§ **PAGE**:
Le vent souffle fort, les ferrys restent parfois à quai mais enfin et surtout, les températures remontent. On éteint alors le chauffage, notamment en Grèce du Sud, d’ailleurs lorsqu’on en dispose. La seule lumière et son Acropole pour éblouir, des petites rues qui y mènent, et qu’elles sont en pente bien rude, brisées de temps en temps par un escalier. On n’y trouvera certes plus ces ateliers de tisseurs comme encore dans les années 1950, mais au plus haut de l’escalier, la première colonne des Propylées se tient toujours debout devant les visiteurs déjà nombreux. 25 mars la fête nationale, puis Pâques le plus grand moment pour le monde Orthodoxe, et au bout, ce sera l’été grec, seule parade encore incontestable aux yeux du pays réel.
Vent et alors tempête, dans un verre d’eau saumâtre pour ce qui est des politiciens et de leurs bouffonneries électoralistes. Au pays jadis “de la nuance et du sourire, de la grâce dépouillée de toute mollesse, des plaisirs vigoureux bien tempérés par la vertu”, d’après les écrivains voyageurs d’il y a un siècle, l’hybris et alors le ridicule dominants, indiquent très exactement cet état de ruines, ruines des choses, ruines des dogmes, ruines des institutions qui ne sont point que l’œuvre d’un cataclysme unique et fortuit, pour à peine paraphraser Lucien Rebatet, l’écrivain talentueux et autant maudit rien que pour ses positions ténébreuses, indéfendables durant les années 1940. (...)
“Dans ce monde qui va en se rétrécissant, chacun de nous a besoin de tous les autres. Nous devons chercher l’homme, partout où il se trouve. Quand, sur le chemin de Thèbes, Oedipe rencontra le Sphinx qui lui posa son énigme sa réponse fut : l’homme. Ce simple mot détruisit le monstre. Nous avons beaucoup de monstres à détruire.”

§ **EXTRAIT DE DONNÉES**:
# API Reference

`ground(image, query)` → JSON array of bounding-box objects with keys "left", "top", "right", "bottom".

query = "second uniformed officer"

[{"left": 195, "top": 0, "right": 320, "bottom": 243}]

§ **ÉNONCÉ 1**:
Répondez d'après la page :
(a) Quelle fête a lieu le 25 mars ?
(b) Qui rencontra le Sphinx sur le chemin de Thèbes ?
(c) Quel écrivain la page dit-elle paraphraser ?
§ **ÉNONCÉ 2**: Veuillez citer la page depuis « Vent et alors » jusqu'à « années 1940. (...) » inclus.
§ **ÉNONCÉ 3**:
Les affirmations suivantes concordent-elles avec la page ?
(a) Les températures remontent.
(b) On trouve encore des ateliers de tisseurs dans les petites rues.
(c) La première colonne des Propylées se tient toujours debout.
La liste constitue un matériau à part, distinct de la page.

§ **RÉPONSE RÉDIGÉE 1**:
(a) La fête nationale.
(b) Oedipe.
(c) Lucien Rebatet.

§ **RÉPONSE RÉDIGÉE 2**:
Vent et alors tempête, dans un verre d’eau saumâtre pour ce qui est des politiciens et de leurs bouffonneries électoralistes. Au pays jadis “de la nuance et du sourire, de la grâce dépouillée de toute mollesse, des plaisirs vigoureux bien tempérés par la vertu”, d’après les écrivains voyageurs d’il y a un siècle, l’hybris et alors le ridicule dominants, indiquent très exactement cet état de ruines, ruines des choses, ruines des dogmes, ruines des institutions qui ne sont point que l’œuvre d’un cataclysme unique et fortuit, pour à peine paraphraser Lucien Rebatet, l’écrivain talentueux et autant maudit rien que pour ses positions ténébreuses, indéfendables durant les années 1940. (...)

§ **RÉPONSE RÉDIGÉE 3**:
(a) Oui : « les températures remontent ».
(b) Non : « On n’y trouvera certes plus ces ateliers de tisseurs comme encore dans les années 1950 ».
(c) Oui : « la première colonne des Propylées se tient toujours debout ».